- **Seçilen metin**:
Tüm Dostlara Selam Olsun...Okuduğum romanlarla hayatıma giren ve beni asla yanıltmayan sadık, güzel dostlarım vardır benim. Kimi yaşlı kimi genç, kimi maceraperest kimi ise durgun düşünceli. Her ihtiyaç duyduğumda şıp diye yanımda olan ve doyulmaz sohbetler yaptığımız, yalansız, olduğu gibi, içten ve olabildiğince samimi dostlar bunlar. Onlar beni dinlerken hiç yargılamaz ve akıl vermeye kalkmaz. Ben de onları gözlerimle sessizce dinlerim. Kimi kitap okuma der ya, aldırma, bildiğin dost sohbeti bizimkisi.

- **Görev 1**:
Seçilen metne göre, romanlardan gelen dostlar anlatıcıyı dinlerken neyi hiç yapmaz?
- **Görev 2**:
Seçilen metindeki "Ben de onları gözlerimle sessizce dinlerim." cümlesini İngilizceye çevirin.

- **Verilen bilgiler**:
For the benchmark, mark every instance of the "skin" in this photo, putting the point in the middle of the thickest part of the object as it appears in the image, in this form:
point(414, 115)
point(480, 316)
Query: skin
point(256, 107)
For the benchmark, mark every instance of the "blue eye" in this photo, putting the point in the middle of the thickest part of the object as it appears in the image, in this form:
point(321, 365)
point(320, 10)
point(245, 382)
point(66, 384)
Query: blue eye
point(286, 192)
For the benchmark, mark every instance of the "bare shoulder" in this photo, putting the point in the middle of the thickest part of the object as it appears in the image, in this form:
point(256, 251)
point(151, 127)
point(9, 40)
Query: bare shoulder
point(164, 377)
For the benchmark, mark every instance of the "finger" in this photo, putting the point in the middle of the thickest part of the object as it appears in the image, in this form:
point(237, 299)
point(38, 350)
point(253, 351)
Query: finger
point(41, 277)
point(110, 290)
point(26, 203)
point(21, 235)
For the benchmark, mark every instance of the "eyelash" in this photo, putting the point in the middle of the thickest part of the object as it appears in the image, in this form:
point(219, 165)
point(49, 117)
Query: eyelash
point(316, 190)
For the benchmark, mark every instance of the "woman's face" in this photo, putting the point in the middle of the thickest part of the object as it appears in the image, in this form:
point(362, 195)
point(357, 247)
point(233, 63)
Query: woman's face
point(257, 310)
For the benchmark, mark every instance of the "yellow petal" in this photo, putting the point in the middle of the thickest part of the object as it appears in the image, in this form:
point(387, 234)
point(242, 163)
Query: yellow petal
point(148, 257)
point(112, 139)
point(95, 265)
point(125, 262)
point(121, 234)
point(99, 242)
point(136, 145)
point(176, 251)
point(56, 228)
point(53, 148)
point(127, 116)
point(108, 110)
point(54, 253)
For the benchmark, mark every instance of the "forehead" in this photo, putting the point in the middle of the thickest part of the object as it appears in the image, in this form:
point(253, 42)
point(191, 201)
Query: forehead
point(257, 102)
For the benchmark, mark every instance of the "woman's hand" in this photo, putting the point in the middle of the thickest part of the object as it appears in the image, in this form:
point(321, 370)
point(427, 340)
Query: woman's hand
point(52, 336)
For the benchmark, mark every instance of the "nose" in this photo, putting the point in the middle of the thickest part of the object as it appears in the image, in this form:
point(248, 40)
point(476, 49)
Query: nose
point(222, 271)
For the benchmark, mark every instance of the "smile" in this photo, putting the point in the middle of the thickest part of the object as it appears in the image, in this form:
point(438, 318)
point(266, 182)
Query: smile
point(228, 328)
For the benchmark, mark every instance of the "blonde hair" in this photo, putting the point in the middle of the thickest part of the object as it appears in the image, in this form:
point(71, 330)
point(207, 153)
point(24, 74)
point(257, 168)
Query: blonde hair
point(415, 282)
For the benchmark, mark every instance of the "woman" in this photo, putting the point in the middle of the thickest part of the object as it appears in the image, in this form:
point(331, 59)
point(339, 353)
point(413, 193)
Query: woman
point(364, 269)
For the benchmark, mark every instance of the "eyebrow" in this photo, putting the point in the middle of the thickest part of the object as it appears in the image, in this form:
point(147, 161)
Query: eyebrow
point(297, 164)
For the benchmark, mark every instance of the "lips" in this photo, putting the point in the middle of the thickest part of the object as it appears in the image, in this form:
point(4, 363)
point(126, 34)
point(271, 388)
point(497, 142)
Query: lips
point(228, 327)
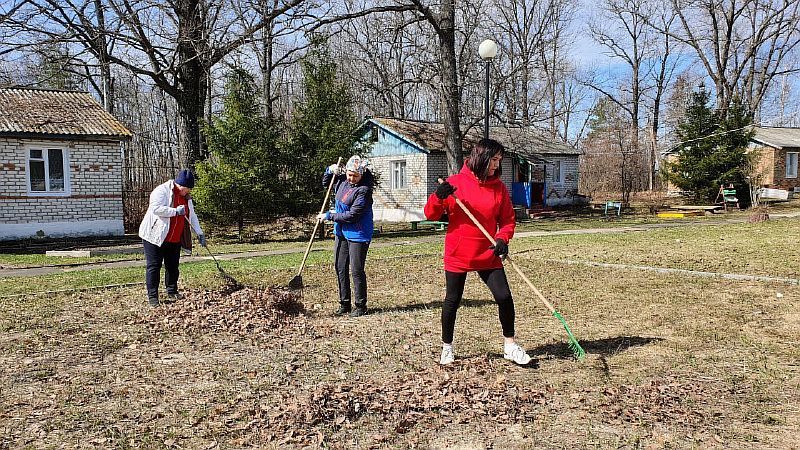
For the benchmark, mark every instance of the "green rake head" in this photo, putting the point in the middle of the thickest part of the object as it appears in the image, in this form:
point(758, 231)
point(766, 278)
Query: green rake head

- **Beklenen yanıt 1**:
Onu hiç yargılamaz ve ona akıl vermeye kalkmazlar.

- **Beklenen yanıt 2**:
And I, in turn, listen to them silently with my eyes.